### [AIM]
Pictures stay out of your copy, but everything else in the records below must be repeated exactly.

### [THE DATA]
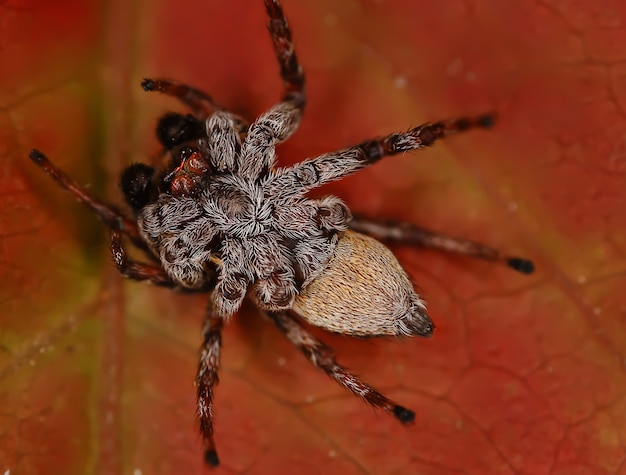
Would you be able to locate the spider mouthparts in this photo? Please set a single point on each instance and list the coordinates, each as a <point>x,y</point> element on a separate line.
<point>147,85</point>
<point>36,156</point>
<point>404,415</point>
<point>524,266</point>
<point>210,457</point>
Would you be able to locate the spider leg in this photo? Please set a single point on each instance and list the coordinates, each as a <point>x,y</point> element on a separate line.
<point>335,165</point>
<point>110,215</point>
<point>136,270</point>
<point>198,101</point>
<point>281,121</point>
<point>323,357</point>
<point>407,233</point>
<point>206,380</point>
<point>290,70</point>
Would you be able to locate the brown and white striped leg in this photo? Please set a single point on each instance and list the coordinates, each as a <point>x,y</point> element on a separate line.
<point>207,379</point>
<point>323,357</point>
<point>110,215</point>
<point>406,233</point>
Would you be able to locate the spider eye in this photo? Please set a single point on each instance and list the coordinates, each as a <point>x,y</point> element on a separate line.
<point>136,184</point>
<point>174,129</point>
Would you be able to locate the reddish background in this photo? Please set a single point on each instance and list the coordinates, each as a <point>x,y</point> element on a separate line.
<point>524,375</point>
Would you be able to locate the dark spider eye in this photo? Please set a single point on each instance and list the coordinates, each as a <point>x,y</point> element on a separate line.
<point>136,184</point>
<point>174,129</point>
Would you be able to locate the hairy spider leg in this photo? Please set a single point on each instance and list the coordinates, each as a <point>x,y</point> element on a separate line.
<point>206,380</point>
<point>323,357</point>
<point>407,233</point>
<point>281,121</point>
<point>336,165</point>
<point>198,101</point>
<point>110,215</point>
<point>136,270</point>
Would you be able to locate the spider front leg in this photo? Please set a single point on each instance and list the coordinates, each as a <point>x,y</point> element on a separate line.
<point>136,270</point>
<point>406,233</point>
<point>323,357</point>
<point>281,121</point>
<point>206,380</point>
<point>198,101</point>
<point>332,166</point>
<point>110,215</point>
<point>290,70</point>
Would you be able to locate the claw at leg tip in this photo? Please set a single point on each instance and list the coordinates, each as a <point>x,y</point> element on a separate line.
<point>403,414</point>
<point>524,266</point>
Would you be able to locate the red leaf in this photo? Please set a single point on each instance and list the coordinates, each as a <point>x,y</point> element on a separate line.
<point>524,374</point>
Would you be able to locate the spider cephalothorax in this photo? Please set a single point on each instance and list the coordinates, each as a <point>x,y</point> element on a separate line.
<point>221,217</point>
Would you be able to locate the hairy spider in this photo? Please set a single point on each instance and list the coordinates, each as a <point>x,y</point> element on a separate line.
<point>221,217</point>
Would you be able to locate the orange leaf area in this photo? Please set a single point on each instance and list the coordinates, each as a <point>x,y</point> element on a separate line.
<point>525,374</point>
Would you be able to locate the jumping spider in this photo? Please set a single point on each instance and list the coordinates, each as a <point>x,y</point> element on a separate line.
<point>220,217</point>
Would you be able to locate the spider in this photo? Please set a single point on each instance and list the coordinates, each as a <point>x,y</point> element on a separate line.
<point>219,216</point>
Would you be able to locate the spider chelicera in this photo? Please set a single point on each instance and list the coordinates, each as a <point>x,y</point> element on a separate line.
<point>221,217</point>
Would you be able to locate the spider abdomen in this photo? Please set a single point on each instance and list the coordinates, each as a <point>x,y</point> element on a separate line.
<point>363,291</point>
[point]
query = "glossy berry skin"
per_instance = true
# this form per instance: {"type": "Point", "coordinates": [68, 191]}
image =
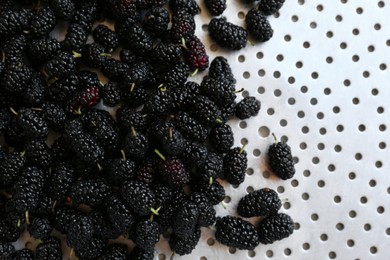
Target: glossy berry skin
{"type": "Point", "coordinates": [63, 9]}
{"type": "Point", "coordinates": [195, 53]}
{"type": "Point", "coordinates": [174, 172]}
{"type": "Point", "coordinates": [156, 21]}
{"type": "Point", "coordinates": [190, 128]}
{"type": "Point", "coordinates": [184, 246]}
{"type": "Point", "coordinates": [216, 7]}
{"type": "Point", "coordinates": [206, 111]}
{"type": "Point", "coordinates": [212, 167]}
{"type": "Point", "coordinates": [29, 189]}
{"type": "Point", "coordinates": [183, 25]}
{"type": "Point", "coordinates": [221, 138]}
{"type": "Point", "coordinates": [61, 179]}
{"type": "Point", "coordinates": [32, 123]}
{"type": "Point", "coordinates": [185, 220]}
{"type": "Point", "coordinates": [50, 248]}
{"type": "Point", "coordinates": [115, 252]}
{"type": "Point", "coordinates": [61, 65]}
{"type": "Point", "coordinates": [146, 234]}
{"type": "Point", "coordinates": [275, 227]}
{"type": "Point", "coordinates": [43, 22]}
{"type": "Point", "coordinates": [234, 166]}
{"type": "Point", "coordinates": [138, 196]}
{"type": "Point", "coordinates": [258, 26]}
{"type": "Point", "coordinates": [11, 165]}
{"type": "Point", "coordinates": [236, 232]}
{"type": "Point", "coordinates": [89, 192]}
{"type": "Point", "coordinates": [220, 69]}
{"type": "Point", "coordinates": [247, 107]}
{"type": "Point", "coordinates": [104, 36]}
{"type": "Point", "coordinates": [6, 249]}
{"type": "Point", "coordinates": [186, 6]}
{"type": "Point", "coordinates": [215, 192]}
{"type": "Point", "coordinates": [40, 228]}
{"type": "Point", "coordinates": [227, 35]}
{"type": "Point", "coordinates": [220, 91]}
{"type": "Point", "coordinates": [281, 161]}
{"type": "Point", "coordinates": [206, 210]}
{"type": "Point", "coordinates": [269, 7]}
{"type": "Point", "coordinates": [75, 38]}
{"type": "Point", "coordinates": [261, 202]}
{"type": "Point", "coordinates": [136, 145]}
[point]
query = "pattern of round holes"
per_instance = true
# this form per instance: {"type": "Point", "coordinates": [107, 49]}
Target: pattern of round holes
{"type": "Point", "coordinates": [334, 119]}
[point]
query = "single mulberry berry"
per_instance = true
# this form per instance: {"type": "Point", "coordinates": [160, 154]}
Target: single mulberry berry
{"type": "Point", "coordinates": [184, 246]}
{"type": "Point", "coordinates": [236, 232]}
{"type": "Point", "coordinates": [248, 107]}
{"type": "Point", "coordinates": [63, 9]}
{"type": "Point", "coordinates": [221, 138]}
{"type": "Point", "coordinates": [220, 69]}
{"type": "Point", "coordinates": [61, 65]}
{"type": "Point", "coordinates": [75, 38]}
{"type": "Point", "coordinates": [258, 26]}
{"type": "Point", "coordinates": [185, 220]}
{"type": "Point", "coordinates": [280, 160]}
{"type": "Point", "coordinates": [212, 167]}
{"type": "Point", "coordinates": [43, 22]}
{"type": "Point", "coordinates": [40, 228]}
{"type": "Point", "coordinates": [227, 35]}
{"type": "Point", "coordinates": [275, 227]}
{"type": "Point", "coordinates": [195, 53]}
{"type": "Point", "coordinates": [173, 171]}
{"type": "Point", "coordinates": [269, 7]}
{"type": "Point", "coordinates": [261, 202]}
{"type": "Point", "coordinates": [216, 7]}
{"type": "Point", "coordinates": [105, 37]}
{"type": "Point", "coordinates": [146, 234]}
{"type": "Point", "coordinates": [89, 192]}
{"type": "Point", "coordinates": [156, 21]}
{"type": "Point", "coordinates": [138, 196]}
{"type": "Point", "coordinates": [234, 165]}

### [ANSWER FOR THE TASK]
Would you be able to locate the spider mouthparts in this photo? Please set a single point on each instance and list the coordinates, each as a <point>x,y</point> element on a separate line.
<point>147,85</point>
<point>36,156</point>
<point>404,415</point>
<point>524,266</point>
<point>210,457</point>
Would you be able to locate the spider leg in this photo? Please set a single point on each instance and list the coordinates, each as a <point>x,y</point> element on a separate line.
<point>335,165</point>
<point>110,215</point>
<point>136,270</point>
<point>198,101</point>
<point>281,121</point>
<point>323,357</point>
<point>407,233</point>
<point>206,380</point>
<point>290,70</point>
Would you be able to locate the brown and white striped leg in this photo? Please set a single point on each instance and list the coordinates, each as a <point>x,y</point> element on a separate line.
<point>207,379</point>
<point>323,357</point>
<point>110,215</point>
<point>406,233</point>
Would you be able to locate the spider eye in this photo? Please set a single point on each instance and list the coordinates, each as a <point>x,y</point> element on a separate line.
<point>136,184</point>
<point>174,129</point>
Would you be able to locate the reddish background in this photo? Please set a single point on each instance and list the coordinates, each as a <point>x,y</point> element on a separate line.
<point>524,375</point>
Would you be able to locate the dark spider eye in this photo? Please set a single point on each instance and list the coordinates, each as a <point>x,y</point> element on a separate line.
<point>136,184</point>
<point>174,129</point>
Would you be able to locate the hairy spider leg in this photo? Please set a single point on each instance and list the coordinates, each as a <point>x,y</point> element on a separate line.
<point>206,380</point>
<point>323,357</point>
<point>407,233</point>
<point>281,121</point>
<point>336,165</point>
<point>198,101</point>
<point>110,215</point>
<point>136,270</point>
Would you be able to locate the spider front leg in this photo? Please set a single point on each instance and list the coordinates, each as a <point>x,y</point> element on a separate line.
<point>136,270</point>
<point>406,233</point>
<point>323,357</point>
<point>281,121</point>
<point>206,380</point>
<point>198,101</point>
<point>332,166</point>
<point>110,215</point>
<point>290,70</point>
Would you be able to locate the claw at leg tip in this photo? Please set a single point on each instance and list the coordinates, each as a <point>x,y</point> element on a separate line.
<point>403,414</point>
<point>524,266</point>
Would you be able to locate the red leaf in this photo? Please set a single point on each instance and list the coordinates, each as a <point>x,y</point> element on a separate line.
<point>524,374</point>
Would you be able to locate the spider cephalothorax in this photo? Please set a single point on each instance and list the coordinates, each as a <point>x,y</point> element on a separate line.
<point>221,217</point>
Would you be able to locate the hairy spider in this photo? Please set a single point on each instance and list the coordinates, each as a <point>x,y</point> element on a separate line.
<point>221,217</point>
Would you be able to locate the orange leaf area in this photo? Please set a single point on each instance and list the coordinates, each as a <point>x,y</point> element on a separate line.
<point>525,374</point>
Would you be able to locate the jumping spider in this photo? Please set a single point on each instance and list the coordinates, each as a <point>x,y</point> element on a separate line.
<point>220,217</point>
Would you be able to locate the spider in this photo? Please set a single point on each instance and list the coordinates, each as a <point>x,y</point> element on a separate line.
<point>219,216</point>
Would you be able to locate the spider chelicera in this photo? Please set a single point on each instance and list the coordinates, each as a <point>x,y</point> element on a separate line.
<point>221,217</point>
Would you be able to locate the spider abdomen in this photo? Please set a single point on each instance and list the coordinates, each as a <point>x,y</point> element on a separate line.
<point>363,291</point>
[point]
query = "glossy berry skin"
per_instance = true
# this form per instance: {"type": "Point", "coordinates": [68, 191]}
image =
Target: glossy berry skin
{"type": "Point", "coordinates": [63, 9]}
{"type": "Point", "coordinates": [195, 53]}
{"type": "Point", "coordinates": [174, 172]}
{"type": "Point", "coordinates": [156, 21]}
{"type": "Point", "coordinates": [190, 128]}
{"type": "Point", "coordinates": [184, 246]}
{"type": "Point", "coordinates": [216, 7]}
{"type": "Point", "coordinates": [206, 111]}
{"type": "Point", "coordinates": [212, 167]}
{"type": "Point", "coordinates": [29, 189]}
{"type": "Point", "coordinates": [183, 25]}
{"type": "Point", "coordinates": [221, 138]}
{"type": "Point", "coordinates": [61, 179]}
{"type": "Point", "coordinates": [32, 123]}
{"type": "Point", "coordinates": [185, 220]}
{"type": "Point", "coordinates": [50, 248]}
{"type": "Point", "coordinates": [115, 252]}
{"type": "Point", "coordinates": [61, 65]}
{"type": "Point", "coordinates": [146, 234]}
{"type": "Point", "coordinates": [275, 227]}
{"type": "Point", "coordinates": [43, 22]}
{"type": "Point", "coordinates": [234, 166]}
{"type": "Point", "coordinates": [138, 196]}
{"type": "Point", "coordinates": [258, 26]}
{"type": "Point", "coordinates": [11, 165]}
{"type": "Point", "coordinates": [236, 232]}
{"type": "Point", "coordinates": [89, 192]}
{"type": "Point", "coordinates": [220, 69]}
{"type": "Point", "coordinates": [247, 107]}
{"type": "Point", "coordinates": [104, 36]}
{"type": "Point", "coordinates": [6, 249]}
{"type": "Point", "coordinates": [186, 6]}
{"type": "Point", "coordinates": [215, 192]}
{"type": "Point", "coordinates": [40, 228]}
{"type": "Point", "coordinates": [227, 35]}
{"type": "Point", "coordinates": [220, 91]}
{"type": "Point", "coordinates": [281, 161]}
{"type": "Point", "coordinates": [206, 210]}
{"type": "Point", "coordinates": [269, 7]}
{"type": "Point", "coordinates": [75, 38]}
{"type": "Point", "coordinates": [261, 202]}
{"type": "Point", "coordinates": [136, 145]}
[point]
query = "pattern of round holes"
per_instance = true
# this form per instance: {"type": "Point", "coordinates": [107, 49]}
Target: pattern of round holes
{"type": "Point", "coordinates": [334, 119]}
[point]
query = "single mulberry berry"
per_instance = true
# this form per instance: {"type": "Point", "coordinates": [160, 154]}
Target: single mulberry berry
{"type": "Point", "coordinates": [184, 246]}
{"type": "Point", "coordinates": [236, 232]}
{"type": "Point", "coordinates": [248, 107]}
{"type": "Point", "coordinates": [63, 9]}
{"type": "Point", "coordinates": [221, 138]}
{"type": "Point", "coordinates": [220, 69]}
{"type": "Point", "coordinates": [61, 65]}
{"type": "Point", "coordinates": [75, 38]}
{"type": "Point", "coordinates": [258, 26]}
{"type": "Point", "coordinates": [185, 220]}
{"type": "Point", "coordinates": [280, 160]}
{"type": "Point", "coordinates": [212, 167]}
{"type": "Point", "coordinates": [43, 22]}
{"type": "Point", "coordinates": [40, 228]}
{"type": "Point", "coordinates": [227, 35]}
{"type": "Point", "coordinates": [275, 227]}
{"type": "Point", "coordinates": [195, 53]}
{"type": "Point", "coordinates": [173, 171]}
{"type": "Point", "coordinates": [269, 7]}
{"type": "Point", "coordinates": [261, 202]}
{"type": "Point", "coordinates": [216, 7]}
{"type": "Point", "coordinates": [105, 37]}
{"type": "Point", "coordinates": [146, 234]}
{"type": "Point", "coordinates": [89, 192]}
{"type": "Point", "coordinates": [156, 21]}
{"type": "Point", "coordinates": [138, 196]}
{"type": "Point", "coordinates": [234, 165]}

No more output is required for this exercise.